[Excerpts from location labeling data]
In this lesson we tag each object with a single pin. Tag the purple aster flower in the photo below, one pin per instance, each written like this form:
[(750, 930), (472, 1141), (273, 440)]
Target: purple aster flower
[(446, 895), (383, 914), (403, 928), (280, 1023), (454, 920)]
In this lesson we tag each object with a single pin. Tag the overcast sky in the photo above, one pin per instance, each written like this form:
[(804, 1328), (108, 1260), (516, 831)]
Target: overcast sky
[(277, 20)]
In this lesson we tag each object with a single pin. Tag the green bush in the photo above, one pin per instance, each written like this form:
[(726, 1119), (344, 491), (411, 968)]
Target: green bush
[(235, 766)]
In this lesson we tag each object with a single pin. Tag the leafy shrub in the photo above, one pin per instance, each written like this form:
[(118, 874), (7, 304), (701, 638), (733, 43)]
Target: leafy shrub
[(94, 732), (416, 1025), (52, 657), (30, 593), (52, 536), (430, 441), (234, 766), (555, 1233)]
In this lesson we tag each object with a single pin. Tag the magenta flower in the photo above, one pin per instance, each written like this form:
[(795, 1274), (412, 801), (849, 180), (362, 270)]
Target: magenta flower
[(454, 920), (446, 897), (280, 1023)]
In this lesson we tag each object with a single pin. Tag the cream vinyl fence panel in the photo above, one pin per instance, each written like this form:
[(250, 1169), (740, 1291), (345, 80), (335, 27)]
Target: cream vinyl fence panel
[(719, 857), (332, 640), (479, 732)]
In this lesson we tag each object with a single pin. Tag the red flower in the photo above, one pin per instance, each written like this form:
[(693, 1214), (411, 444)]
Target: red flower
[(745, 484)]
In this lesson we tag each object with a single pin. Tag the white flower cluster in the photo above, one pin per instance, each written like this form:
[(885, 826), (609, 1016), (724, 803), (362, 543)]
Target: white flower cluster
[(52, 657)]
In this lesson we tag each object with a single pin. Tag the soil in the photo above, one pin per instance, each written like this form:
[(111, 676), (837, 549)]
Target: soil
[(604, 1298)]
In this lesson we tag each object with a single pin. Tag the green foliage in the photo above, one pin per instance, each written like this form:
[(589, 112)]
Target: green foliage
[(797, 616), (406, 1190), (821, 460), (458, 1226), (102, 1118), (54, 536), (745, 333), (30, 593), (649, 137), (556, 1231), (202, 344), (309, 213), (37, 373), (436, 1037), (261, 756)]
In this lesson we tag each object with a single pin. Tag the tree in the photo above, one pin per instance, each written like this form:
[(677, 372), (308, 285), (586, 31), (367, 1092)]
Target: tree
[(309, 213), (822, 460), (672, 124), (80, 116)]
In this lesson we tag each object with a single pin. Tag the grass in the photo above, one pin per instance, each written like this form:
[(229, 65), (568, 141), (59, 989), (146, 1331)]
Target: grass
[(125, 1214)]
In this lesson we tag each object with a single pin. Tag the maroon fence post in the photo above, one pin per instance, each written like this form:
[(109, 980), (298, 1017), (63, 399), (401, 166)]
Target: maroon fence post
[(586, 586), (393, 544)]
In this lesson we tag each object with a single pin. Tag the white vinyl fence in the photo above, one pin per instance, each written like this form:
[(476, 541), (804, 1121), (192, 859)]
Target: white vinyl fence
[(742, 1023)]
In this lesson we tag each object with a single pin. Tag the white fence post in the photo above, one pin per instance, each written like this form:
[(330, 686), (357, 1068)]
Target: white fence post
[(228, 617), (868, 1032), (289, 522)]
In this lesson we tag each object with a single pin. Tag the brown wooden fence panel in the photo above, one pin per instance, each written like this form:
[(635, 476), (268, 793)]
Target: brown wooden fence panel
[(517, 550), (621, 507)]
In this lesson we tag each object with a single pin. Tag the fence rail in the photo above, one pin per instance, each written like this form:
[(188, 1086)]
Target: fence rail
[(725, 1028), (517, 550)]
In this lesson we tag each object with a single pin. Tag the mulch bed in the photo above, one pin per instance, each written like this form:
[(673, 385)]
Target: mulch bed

▸ **Exercise**
Please reproduce every row above word for word.

▸ **Result below**
In this lesson we tag each object with a single pin. Tag the purple aster flower in the photo below, one pin per instance, each written like this form:
[(750, 930), (472, 1141), (273, 440)]
Target: purple aster flower
[(446, 895), (383, 914), (403, 928), (280, 1023), (454, 920)]
In this lesson we tag each object with a single pin. Tag the overcast sky in the photo above, one pin per instance, each written like this form:
[(804, 1328), (108, 1260), (516, 831)]
Target: overcast sky
[(277, 20)]
In this lesson we tag each object with a single pin. Tag the green bush in the photo above, one pin per instance, each written like this form:
[(726, 1119), (344, 491), (411, 968)]
Target: green bush
[(235, 766)]
In this lesson we tag each object with a single pin. Tag the leafy shrub in the photo above, one pin per instance, each written like this form:
[(118, 874), (7, 304), (701, 638), (733, 43)]
Target: leafy shrub
[(94, 732), (416, 1025), (52, 657), (30, 593), (52, 536), (430, 441), (234, 766), (555, 1233)]
In this lesson we tag each object with a single pin. Tag the magenta flower in the photo above, one pin per instance, each written like this form:
[(795, 1274), (412, 801), (849, 180), (362, 270)]
Target: magenta flower
[(454, 920), (446, 897), (280, 1023)]
In this lesson we tag each object with a single pin. Tag the cream vinyl fence panel in the photo above, one pin per instance, each written like this form:
[(250, 1169), (740, 1291), (345, 80), (335, 27)]
Target: cream vinyl fence panel
[(719, 857), (332, 640), (479, 732)]
In this lesson we tag each object with a single pin. Tag the red flower in the photo above, one pin per instance, each written like this form:
[(693, 1214), (411, 444)]
Target: red flower
[(745, 484)]
In this lesson we tag each object with a single pin. Tag the white flower cluster in the photo above, one pin per instance, each written like this form:
[(885, 826), (609, 1016), (724, 803), (362, 543)]
Target: white flower cluster
[(52, 657)]
In this lesson we tag each object with a single pin. Tag the soil in the photo above, one pin per instance, each written like this form:
[(111, 676), (837, 549)]
Target: soil
[(604, 1298)]
In this lesson we tag each object with a single pin. Tag the green foliage in the photo above, one pin per instance, each written like this form:
[(589, 112)]
Target: green foliage
[(797, 616), (406, 1190), (821, 460), (458, 1226), (102, 1118), (54, 536), (745, 333), (30, 593), (649, 137), (556, 1231), (202, 344), (309, 213), (37, 373), (436, 1037), (261, 756)]
In this lesson we tag each object with a single pin. Tag the tree in the photo above, one pin per instance, each written like this form:
[(677, 372), (308, 285), (586, 31), (367, 1092)]
Target: tree
[(309, 213), (822, 460), (672, 124), (80, 116)]
In this lesson we tag each object with a single pin. Tag the grass in the photo above, one pin per instance, each written like this form:
[(229, 65), (568, 141), (59, 989), (146, 1331)]
Target: grass
[(125, 1214)]
In this lesson we tag each object with a single pin. Tag the maroon fence post in the photo above, one pin per instance, each written like this form:
[(109, 980), (298, 1017), (63, 399), (401, 166)]
Target: maroon fence post
[(586, 586), (393, 544)]
In this lesson we tag each object with a single pin. Tag the white vinyl fence in the photo above, one pin per instance, each written like this form:
[(476, 541), (804, 1121), (192, 859)]
Target: white vinyl fence
[(742, 1023)]
In this lesson we tag each object with a single pin. Tag the white fence post in the photo above, one pin per instance, each written like this form:
[(330, 686), (357, 1068)]
Target: white fence post
[(228, 617), (868, 1032), (289, 522)]
In this lesson we tag each object with a single pin. Tag the brown wooden fence panel in the photo above, one pin per instance, each written like this form:
[(635, 476), (268, 793)]
Target: brown wooden fence panel
[(517, 550), (621, 507)]
In this lesson we tag each object with a single pin. Tag the fence rail in the photo above, one pin per instance, each written like this form:
[(188, 1086)]
Target: fence rail
[(725, 1028), (517, 550)]
In this lesson we tag each object with a single pin. Tag the mulch bed in the photo above, one pin per instance, each written like this form:
[(673, 385)]
Target: mulch bed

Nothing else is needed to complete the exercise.